YOUR OBJECTIVE: In the data below, find the line containing "Locate the fence"; transcribe it and each line after it exactly, through the last, skipping pictures.

Image-grounded pointing data:
━━━━━━━━━━━━━━━━━━━━━━━━━━━━━━

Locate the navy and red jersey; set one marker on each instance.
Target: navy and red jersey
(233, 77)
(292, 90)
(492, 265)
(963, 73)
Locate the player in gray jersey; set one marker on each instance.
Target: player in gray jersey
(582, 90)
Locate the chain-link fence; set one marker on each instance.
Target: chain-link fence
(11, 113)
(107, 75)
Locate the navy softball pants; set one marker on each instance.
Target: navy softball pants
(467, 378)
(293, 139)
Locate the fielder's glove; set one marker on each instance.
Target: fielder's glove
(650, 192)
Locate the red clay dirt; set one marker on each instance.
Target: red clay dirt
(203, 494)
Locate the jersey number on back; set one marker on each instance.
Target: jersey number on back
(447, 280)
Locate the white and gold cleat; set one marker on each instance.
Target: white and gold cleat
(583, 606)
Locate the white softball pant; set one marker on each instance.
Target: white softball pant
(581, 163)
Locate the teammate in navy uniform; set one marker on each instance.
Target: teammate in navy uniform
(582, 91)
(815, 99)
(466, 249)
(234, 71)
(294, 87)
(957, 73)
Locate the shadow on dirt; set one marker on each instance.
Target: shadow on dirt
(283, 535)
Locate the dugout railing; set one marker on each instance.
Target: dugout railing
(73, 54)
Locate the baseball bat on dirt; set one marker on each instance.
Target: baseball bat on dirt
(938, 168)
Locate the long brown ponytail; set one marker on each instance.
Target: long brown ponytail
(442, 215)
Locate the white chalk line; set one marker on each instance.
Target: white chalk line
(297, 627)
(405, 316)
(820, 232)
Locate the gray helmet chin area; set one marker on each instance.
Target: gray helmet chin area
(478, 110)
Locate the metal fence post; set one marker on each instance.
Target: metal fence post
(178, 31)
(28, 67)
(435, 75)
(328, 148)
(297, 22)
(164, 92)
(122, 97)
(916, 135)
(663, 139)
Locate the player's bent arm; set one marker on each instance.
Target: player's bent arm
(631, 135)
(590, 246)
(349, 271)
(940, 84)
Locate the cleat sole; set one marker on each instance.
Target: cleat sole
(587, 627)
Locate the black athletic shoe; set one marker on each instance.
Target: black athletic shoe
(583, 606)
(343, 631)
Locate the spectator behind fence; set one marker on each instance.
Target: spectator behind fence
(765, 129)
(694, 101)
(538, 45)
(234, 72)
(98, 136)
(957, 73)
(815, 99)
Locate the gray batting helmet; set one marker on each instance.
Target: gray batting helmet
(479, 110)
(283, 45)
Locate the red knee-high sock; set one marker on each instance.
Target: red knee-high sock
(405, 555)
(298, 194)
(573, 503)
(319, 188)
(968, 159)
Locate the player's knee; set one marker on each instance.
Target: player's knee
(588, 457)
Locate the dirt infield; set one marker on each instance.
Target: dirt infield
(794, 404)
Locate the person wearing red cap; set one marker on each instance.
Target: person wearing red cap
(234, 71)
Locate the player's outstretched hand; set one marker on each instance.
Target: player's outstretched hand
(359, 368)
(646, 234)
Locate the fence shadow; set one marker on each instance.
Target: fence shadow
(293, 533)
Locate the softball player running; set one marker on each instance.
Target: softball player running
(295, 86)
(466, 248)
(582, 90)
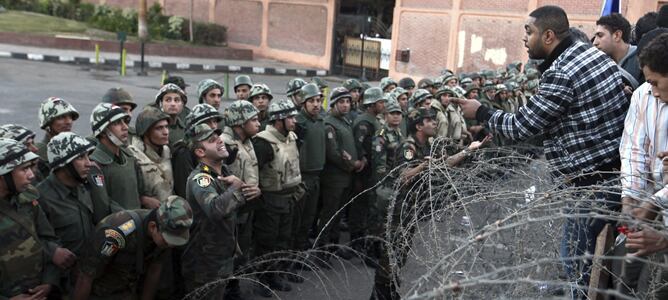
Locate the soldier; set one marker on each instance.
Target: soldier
(73, 196)
(260, 96)
(210, 92)
(27, 238)
(421, 98)
(407, 84)
(387, 84)
(121, 172)
(364, 128)
(294, 90)
(215, 196)
(183, 161)
(280, 182)
(241, 124)
(341, 160)
(129, 247)
(152, 153)
(171, 100)
(242, 86)
(414, 155)
(55, 116)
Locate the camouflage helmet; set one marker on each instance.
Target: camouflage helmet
(338, 93)
(149, 117)
(373, 95)
(260, 89)
(13, 154)
(65, 147)
(118, 96)
(16, 132)
(207, 85)
(419, 96)
(54, 107)
(239, 112)
(319, 82)
(295, 85)
(170, 88)
(175, 217)
(200, 113)
(104, 114)
(387, 81)
(309, 91)
(392, 106)
(241, 80)
(351, 84)
(406, 83)
(281, 109)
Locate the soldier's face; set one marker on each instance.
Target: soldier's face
(242, 92)
(61, 124)
(393, 119)
(261, 102)
(82, 165)
(213, 97)
(252, 126)
(312, 105)
(172, 104)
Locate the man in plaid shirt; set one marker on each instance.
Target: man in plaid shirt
(580, 107)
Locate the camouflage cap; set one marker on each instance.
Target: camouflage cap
(118, 96)
(260, 89)
(387, 81)
(242, 80)
(205, 86)
(239, 112)
(174, 217)
(295, 85)
(352, 84)
(13, 154)
(281, 109)
(16, 132)
(202, 112)
(170, 88)
(65, 147)
(54, 107)
(338, 93)
(178, 80)
(104, 114)
(147, 118)
(372, 95)
(407, 83)
(200, 132)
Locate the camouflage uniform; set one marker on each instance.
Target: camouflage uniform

━━━━━━━━━━━━━━━━━━━━━━━━━━━━━━

RESULT OF THIS EXERCISE:
Locate the fence shadow; set one marker on each instance.
Target: fence shadow
(293, 533)
Locate the softball player running; set one marker on each instance.
Target: softball player running
(295, 86)
(466, 248)
(582, 90)
Locate the soldier; set one marker on each instance.
Target: soldier
(73, 196)
(260, 96)
(210, 92)
(27, 238)
(421, 98)
(407, 84)
(387, 84)
(121, 172)
(364, 128)
(294, 90)
(215, 196)
(183, 161)
(280, 182)
(241, 124)
(341, 160)
(129, 247)
(152, 153)
(171, 100)
(242, 86)
(414, 155)
(55, 116)
Locate the camouflage helmet; set one marker on each instance.
Target: camouflage helmet
(338, 93)
(149, 117)
(373, 95)
(260, 89)
(13, 154)
(65, 147)
(118, 96)
(16, 132)
(207, 85)
(419, 96)
(54, 107)
(239, 112)
(319, 82)
(295, 85)
(170, 88)
(175, 217)
(200, 113)
(104, 114)
(387, 81)
(309, 91)
(392, 106)
(241, 80)
(351, 84)
(406, 83)
(281, 109)
Locate the soldier's face; set one marker on each instance.
Target: soldier's face
(242, 92)
(61, 124)
(393, 119)
(261, 102)
(82, 165)
(213, 97)
(252, 126)
(312, 105)
(172, 104)
Locate the man in plaid shirt; set one marker on each instance.
Target: man in plaid shirt
(580, 107)
Locate the camouflage cap; set one marker on each instance.
Target: camouflage cap
(118, 96)
(260, 89)
(387, 81)
(242, 80)
(205, 86)
(239, 112)
(174, 217)
(295, 85)
(352, 84)
(13, 154)
(281, 109)
(16, 132)
(202, 112)
(170, 88)
(65, 147)
(54, 107)
(338, 93)
(178, 80)
(104, 114)
(147, 118)
(372, 95)
(407, 83)
(200, 132)
Locate the camouflage uniform; set one marker on each instance.
Target: camouflage uniform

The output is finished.